— start —

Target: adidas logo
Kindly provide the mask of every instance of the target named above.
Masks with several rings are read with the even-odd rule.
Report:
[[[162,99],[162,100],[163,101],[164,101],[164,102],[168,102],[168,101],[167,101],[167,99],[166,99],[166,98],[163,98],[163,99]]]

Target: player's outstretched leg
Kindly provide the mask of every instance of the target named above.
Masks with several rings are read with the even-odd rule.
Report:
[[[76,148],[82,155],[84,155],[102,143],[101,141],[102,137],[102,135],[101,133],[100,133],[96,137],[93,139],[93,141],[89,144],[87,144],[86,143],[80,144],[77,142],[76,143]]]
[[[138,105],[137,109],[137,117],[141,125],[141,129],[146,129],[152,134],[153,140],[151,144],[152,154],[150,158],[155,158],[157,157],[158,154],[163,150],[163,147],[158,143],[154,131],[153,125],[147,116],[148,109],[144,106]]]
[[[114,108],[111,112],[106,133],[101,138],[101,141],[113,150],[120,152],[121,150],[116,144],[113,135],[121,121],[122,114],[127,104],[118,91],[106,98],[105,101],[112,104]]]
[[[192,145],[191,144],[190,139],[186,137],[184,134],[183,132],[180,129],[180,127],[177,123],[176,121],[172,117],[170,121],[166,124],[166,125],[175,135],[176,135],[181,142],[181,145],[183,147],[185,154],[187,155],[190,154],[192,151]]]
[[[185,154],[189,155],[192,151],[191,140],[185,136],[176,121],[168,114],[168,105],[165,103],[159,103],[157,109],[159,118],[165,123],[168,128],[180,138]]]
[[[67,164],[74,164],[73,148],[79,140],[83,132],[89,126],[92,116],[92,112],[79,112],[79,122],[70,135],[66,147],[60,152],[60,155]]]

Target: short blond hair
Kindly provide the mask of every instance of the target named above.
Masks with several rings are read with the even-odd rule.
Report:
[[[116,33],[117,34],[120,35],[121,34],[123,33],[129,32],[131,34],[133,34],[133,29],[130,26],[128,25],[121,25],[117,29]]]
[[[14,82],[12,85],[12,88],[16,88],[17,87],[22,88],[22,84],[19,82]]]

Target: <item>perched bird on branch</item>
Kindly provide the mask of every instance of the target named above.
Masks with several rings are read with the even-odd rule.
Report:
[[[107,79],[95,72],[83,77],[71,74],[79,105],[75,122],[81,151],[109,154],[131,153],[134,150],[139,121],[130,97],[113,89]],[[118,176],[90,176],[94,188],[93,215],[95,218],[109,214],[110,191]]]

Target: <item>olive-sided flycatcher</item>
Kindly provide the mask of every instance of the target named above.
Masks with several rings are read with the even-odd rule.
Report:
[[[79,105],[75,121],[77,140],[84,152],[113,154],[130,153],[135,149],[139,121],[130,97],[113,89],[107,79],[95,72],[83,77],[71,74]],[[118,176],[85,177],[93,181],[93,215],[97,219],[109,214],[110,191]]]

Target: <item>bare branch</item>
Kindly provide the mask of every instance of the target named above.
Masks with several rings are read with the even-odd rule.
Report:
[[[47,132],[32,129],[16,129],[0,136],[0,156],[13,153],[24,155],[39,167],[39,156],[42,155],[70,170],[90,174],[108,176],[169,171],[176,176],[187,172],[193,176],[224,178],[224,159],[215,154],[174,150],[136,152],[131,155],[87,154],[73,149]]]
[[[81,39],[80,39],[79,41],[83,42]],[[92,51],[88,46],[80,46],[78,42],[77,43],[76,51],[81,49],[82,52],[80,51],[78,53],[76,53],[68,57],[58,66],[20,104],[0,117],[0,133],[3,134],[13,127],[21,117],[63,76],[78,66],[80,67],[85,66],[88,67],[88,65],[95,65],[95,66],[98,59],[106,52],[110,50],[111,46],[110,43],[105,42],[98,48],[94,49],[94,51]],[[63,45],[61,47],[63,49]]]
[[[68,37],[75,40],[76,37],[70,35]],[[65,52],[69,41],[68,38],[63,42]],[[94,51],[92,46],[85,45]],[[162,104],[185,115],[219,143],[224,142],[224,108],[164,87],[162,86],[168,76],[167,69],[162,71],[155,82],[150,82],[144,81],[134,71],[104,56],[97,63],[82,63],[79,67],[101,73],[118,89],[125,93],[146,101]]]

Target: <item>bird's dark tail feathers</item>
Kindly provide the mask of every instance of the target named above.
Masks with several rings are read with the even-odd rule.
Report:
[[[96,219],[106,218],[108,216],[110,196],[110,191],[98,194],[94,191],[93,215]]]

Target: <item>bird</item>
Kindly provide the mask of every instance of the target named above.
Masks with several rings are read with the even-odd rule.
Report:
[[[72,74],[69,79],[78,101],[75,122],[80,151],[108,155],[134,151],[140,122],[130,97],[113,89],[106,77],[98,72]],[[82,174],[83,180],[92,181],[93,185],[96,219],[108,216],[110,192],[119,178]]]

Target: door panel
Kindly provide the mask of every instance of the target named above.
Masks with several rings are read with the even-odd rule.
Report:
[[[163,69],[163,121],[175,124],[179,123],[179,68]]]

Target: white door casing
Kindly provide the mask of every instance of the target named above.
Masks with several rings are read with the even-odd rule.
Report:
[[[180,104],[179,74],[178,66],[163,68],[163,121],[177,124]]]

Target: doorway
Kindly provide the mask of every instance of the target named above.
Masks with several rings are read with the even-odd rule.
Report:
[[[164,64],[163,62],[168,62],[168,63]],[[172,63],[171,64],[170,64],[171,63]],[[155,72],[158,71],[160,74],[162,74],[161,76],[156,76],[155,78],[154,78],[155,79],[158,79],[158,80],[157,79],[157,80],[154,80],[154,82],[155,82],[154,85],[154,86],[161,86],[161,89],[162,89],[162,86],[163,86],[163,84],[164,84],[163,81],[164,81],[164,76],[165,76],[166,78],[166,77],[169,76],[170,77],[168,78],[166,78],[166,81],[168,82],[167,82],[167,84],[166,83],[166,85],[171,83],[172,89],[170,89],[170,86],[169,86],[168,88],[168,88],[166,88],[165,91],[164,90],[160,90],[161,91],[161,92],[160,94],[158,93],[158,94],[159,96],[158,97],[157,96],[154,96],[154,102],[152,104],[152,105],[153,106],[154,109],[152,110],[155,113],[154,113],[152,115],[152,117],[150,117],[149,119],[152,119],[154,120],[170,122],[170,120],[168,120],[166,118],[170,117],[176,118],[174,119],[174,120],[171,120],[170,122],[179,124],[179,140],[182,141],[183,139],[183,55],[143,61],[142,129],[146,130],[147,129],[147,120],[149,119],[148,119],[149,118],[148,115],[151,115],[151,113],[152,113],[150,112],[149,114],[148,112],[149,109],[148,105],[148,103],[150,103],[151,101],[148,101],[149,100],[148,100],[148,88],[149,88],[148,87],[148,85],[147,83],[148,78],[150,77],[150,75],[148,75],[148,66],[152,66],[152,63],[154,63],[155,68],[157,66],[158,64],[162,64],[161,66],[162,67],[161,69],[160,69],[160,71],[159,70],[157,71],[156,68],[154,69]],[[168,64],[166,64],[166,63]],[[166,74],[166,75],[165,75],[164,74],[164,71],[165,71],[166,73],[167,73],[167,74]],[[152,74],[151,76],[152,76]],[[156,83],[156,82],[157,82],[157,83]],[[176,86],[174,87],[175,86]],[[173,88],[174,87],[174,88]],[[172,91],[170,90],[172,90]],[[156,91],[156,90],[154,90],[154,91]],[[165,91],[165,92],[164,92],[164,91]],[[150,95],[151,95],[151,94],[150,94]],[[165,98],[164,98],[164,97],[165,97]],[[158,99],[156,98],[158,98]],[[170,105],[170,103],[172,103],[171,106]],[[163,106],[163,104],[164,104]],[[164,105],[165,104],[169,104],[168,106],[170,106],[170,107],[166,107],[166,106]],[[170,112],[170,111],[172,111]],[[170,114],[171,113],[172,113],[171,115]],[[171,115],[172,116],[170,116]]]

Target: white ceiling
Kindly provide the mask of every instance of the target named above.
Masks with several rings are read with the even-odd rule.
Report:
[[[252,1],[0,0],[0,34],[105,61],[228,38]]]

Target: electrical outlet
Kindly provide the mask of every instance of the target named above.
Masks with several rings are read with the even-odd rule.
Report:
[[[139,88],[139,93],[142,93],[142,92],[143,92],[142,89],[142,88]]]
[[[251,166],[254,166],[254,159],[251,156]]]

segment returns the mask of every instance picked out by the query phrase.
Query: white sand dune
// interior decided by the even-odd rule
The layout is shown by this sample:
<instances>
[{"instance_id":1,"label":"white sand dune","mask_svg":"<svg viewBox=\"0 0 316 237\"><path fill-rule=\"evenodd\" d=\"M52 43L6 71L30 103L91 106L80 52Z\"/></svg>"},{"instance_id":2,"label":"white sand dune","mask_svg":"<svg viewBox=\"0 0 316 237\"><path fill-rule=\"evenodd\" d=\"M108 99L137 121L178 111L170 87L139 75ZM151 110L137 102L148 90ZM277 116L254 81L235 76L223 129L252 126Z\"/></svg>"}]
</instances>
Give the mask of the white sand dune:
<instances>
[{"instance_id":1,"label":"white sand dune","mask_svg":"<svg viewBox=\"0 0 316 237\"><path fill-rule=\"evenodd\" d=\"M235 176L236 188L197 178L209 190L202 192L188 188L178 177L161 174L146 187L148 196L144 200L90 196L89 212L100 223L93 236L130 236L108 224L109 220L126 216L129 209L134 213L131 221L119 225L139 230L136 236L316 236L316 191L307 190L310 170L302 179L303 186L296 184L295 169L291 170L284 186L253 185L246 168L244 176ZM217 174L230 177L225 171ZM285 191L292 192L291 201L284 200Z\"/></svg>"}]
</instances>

— end —

**Directions:** Copy the listing verbatim, from the line containing "Target: door panel" down through the line containing "[[[163,69],[163,121],[175,124],[179,123],[179,68]]]", with both of those lines included.

**Response below:**
Target: door panel
Kindly provide the mask of every instance of the target named above.
Masks with several rings are read with the even-odd rule.
Report:
[[[163,69],[163,121],[175,124],[179,123],[179,68]]]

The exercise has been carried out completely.